• **Your goal**:
Word for word, set down the records and skip each picture.

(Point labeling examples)
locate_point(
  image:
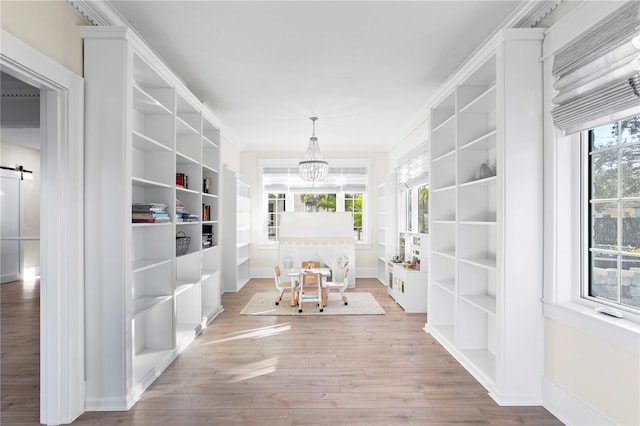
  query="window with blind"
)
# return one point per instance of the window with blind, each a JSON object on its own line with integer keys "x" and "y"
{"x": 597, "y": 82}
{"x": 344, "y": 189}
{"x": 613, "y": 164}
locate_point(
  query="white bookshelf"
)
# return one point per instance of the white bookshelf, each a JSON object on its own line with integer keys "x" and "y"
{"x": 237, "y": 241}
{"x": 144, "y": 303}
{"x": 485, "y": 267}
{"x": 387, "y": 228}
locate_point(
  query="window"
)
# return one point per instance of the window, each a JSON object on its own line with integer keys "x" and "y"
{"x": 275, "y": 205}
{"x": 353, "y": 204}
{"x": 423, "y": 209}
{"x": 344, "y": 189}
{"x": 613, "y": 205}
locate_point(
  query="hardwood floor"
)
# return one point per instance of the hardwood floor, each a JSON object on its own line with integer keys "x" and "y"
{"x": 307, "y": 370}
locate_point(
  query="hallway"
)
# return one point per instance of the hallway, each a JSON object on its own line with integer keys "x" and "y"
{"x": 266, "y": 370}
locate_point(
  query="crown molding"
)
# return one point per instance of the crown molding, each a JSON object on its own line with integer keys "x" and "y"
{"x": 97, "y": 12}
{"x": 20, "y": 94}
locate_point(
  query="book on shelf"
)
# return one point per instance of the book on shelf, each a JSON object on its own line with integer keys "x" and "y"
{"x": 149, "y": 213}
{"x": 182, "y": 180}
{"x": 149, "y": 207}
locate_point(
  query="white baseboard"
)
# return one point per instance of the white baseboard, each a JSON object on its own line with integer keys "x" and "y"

• **Complete response**:
locate_point(
  image:
  query="window with blind"
)
# return one point per instance of the window with blind, each a JSON object on its own line with integer keys "x" and "y"
{"x": 597, "y": 82}
{"x": 344, "y": 189}
{"x": 613, "y": 164}
locate_point(
  query="white bookshelf"
)
# return one point per instance of the white bookshelf, each a JSON object on its own line with integer keys "x" and "y"
{"x": 237, "y": 241}
{"x": 144, "y": 303}
{"x": 485, "y": 267}
{"x": 387, "y": 228}
locate_point(
  query="window"
)
# return one point per instance of the window, each a JSON object on its own line with integer keys "x" and "y"
{"x": 275, "y": 205}
{"x": 353, "y": 204}
{"x": 423, "y": 209}
{"x": 344, "y": 189}
{"x": 613, "y": 205}
locate_point(
  query="hardwood floor"
)
# return one point per instance of the hardwood floor, each a JSON object on its own line with integer keys "x" and "y"
{"x": 307, "y": 370}
locate_point(
  query="hallway"
)
# return one point per instance of the hallway, each a JSON object on its own line with integer keys "x" and "y"
{"x": 266, "y": 370}
locate_point(
  query="crown molding"
)
# return one point per instance of the crown molding, each a JSON object on its own line with integer keys "x" and "y"
{"x": 97, "y": 12}
{"x": 20, "y": 94}
locate_point(
  query="book on shelf"
)
# return one point per instance of the book on shelf, each a JSON object on its own line with integer keys "x" and "y"
{"x": 149, "y": 213}
{"x": 182, "y": 180}
{"x": 149, "y": 207}
locate_point(
  query="white baseboard"
)
# return one point per instance of the white baseboard, each a JSON object on its own line with integer keys "x" and "y"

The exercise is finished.